• [List of tasks]
A: Summarize the passage about the journalism school at the University of Colorado Boulder in three sentences.
B: Extend the passage about the closing of the journalism school at the University of Colorado Boulder, picking up right after its final sentence.

BEGIN Passage to read

Scratching for academic status and representing a profession in crisis, journalism faculty often lack the presumption of expertise enjoyed in other disciplines. New-media entrepreneurs goad us to stay “agile” and “nimble.” Be prepared, they tell us, to “blow up the curriculum” and embrace “creative destruction” in the rapid adoption of new technology. Web journalist Robert Hernandez appeals directly to students, prodding disciples to “hijack your school’s assets.”
An advisory board at the University of Colorado Boulder (CU) took the pyrotechnics a bit further in seeking to blow up an entire school. The board presented the university’s chancellor with a letter advocating closure of the School of Journalism and Mass Communication, the school it was established to support. With a stab to the dean’s back, the board exploited a zeitgeist of technological disruption and populist suspicion of a plodding, obstructionist faculty. The assault on the school illustrates the damaged standing of journalism in higher education and a resulting threat to academic freedom.
Journalism’s identity in higher education is fiercely contested. As media scholar Stephen Reese observes, academic journalism “is organized with an interdisciplinary liberal arts focus, yet must address a professional constituency,” making it “vulnerable to attack from all sides.” Scholars in the liberal arts view journalism from the perspective of media studies, a field that encompasses areas such as media technology, professional ethics and media law, and critical theory on how power relations are constituted in emerging communication environments. Many professional journalists, by contrast, insist that reporting practices are natural and inevitable rather than socially constructed. In their view, media studies is a waste of time, “a nonsense major,” as a former member of the CU journalism board put it.
Two Hearts in One Chest
Journalism instruction at CU began in the English department in 1909, and the university established a separate department in 1922, which became a college within the College of Arts and Sciences in 1937 and a separate college in 1962. By 2001, course sequenc es in journalism, advertising, and media studies were attracting more than six hundred undergraduate majors and another six hundred prejournalism students. The School of Journalism and Mass Communication boasted alumni such as ESPN’s Rick Reilly and NBC News correspondent Tom Costello. The Center for Environmental Journalism and the Center for Media, Religion, and Culture attest to aspirations for excellence in both skills training and scholarship. Nonetheless, many faculty members found themselves having to choose between professional instruction and academic respectability. As a former dean observed, two hearts beating in one chest left the school vulnerable.
The journalism school survived on the Boulder campus until April 14, 2011, when the regents voted to close it. Rumblings about possible discontinuance probably date back to 2008, when the acting provost, without alerting the faculty, approached the advisory board with visions of a college of information. Scholars were absent from the board, which included publishers, journalists, philanthropists, and CEOs in Colorado media. According to an accreditation team, board members grew increasingly frustrated with a media studies faculty they imagined as intransigent in failing to update the curriculum to keep pace with digital media. My colleagues were, however, conducting a systemic revision of the entire undergraduate program to accommodate co nvergence, entrepreneurial journalism, and storytelling across platforms.

END Passage to read
BEGIN Material

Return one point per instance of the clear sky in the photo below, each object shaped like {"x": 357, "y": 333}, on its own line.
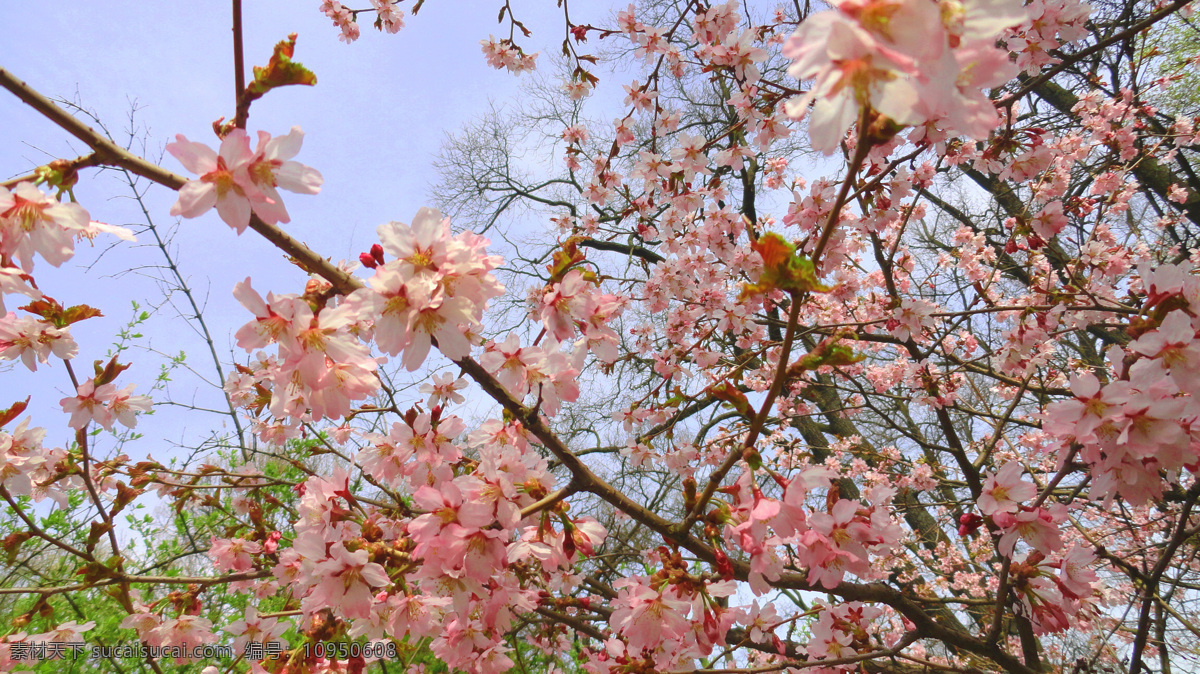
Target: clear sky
{"x": 372, "y": 124}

END Material

• [Expected responses]
A: Journalism faculty often lack the presumption of expertise enjoyed in other disciplines, and the field's identity in higher education is fiercely contested: liberal arts scholars see it as media studies, while many professional journalists consider that field a waste of time. At the University of Colorado Boulder, journalism instruction began in the English department in 1909 and grew into a school drawing more than six hundred majors, yet many faculty members had to choose between professional instruction and academic respectability. An advisory board of publishers, journalists, philanthropists, and media CEOs urged the chancellor to close the school, believing the faculty was failing to update the curriculum for digital media, and the regents voted to close it on April 14, 2011, even though the faculty was revising the undergraduate program.

B:
Board members were hardly regarded as leaders of new media. If anything, some may have felt left behind in the digital era. They nevertheless smelled blood. The University of Colorado, which dates back to 1876, had never closed a school, but in a period of technological upheaval, entrenched faculty could be viewed as a vestige acting up, no longer tolerable, justifying surgical removal.
In September 2009, a former advisory board member delivered a “white paper” to the chancellor describing the school as hopelessly dysfunctional. Here too, concerned faculty had not been consulted, much less given a chance to respond. Days later, the chancellor charged a task force with devising a blueprint for a college of information that would focus on new technology and unite many academic units. On April 15, 2010, the task force submitted its report, recommending the creation of a college with computer science at its core, but it failed to address the future of journalism at the university. The advisory board wrote to the chancellor on April 23, urging him to close the school and to create a college of news, information, and technology. The letter, which had ten signatories, began: “Our huge high-tech problem is that the industry has been moving at blinding speed from the old ways of transmitting the news and advertising to the digital age. We need to propel ourselves into the 21st Century.”
The new unit, according to the letter, “would include our highly respected advertising sequence, our news writing and reporting classes, our television on-air and production classes.” The omission of media studies was hardly accidental, although one would have thought that the social sciences and humanities would be more vital now than ever in guiding journalism through a tumultuous era.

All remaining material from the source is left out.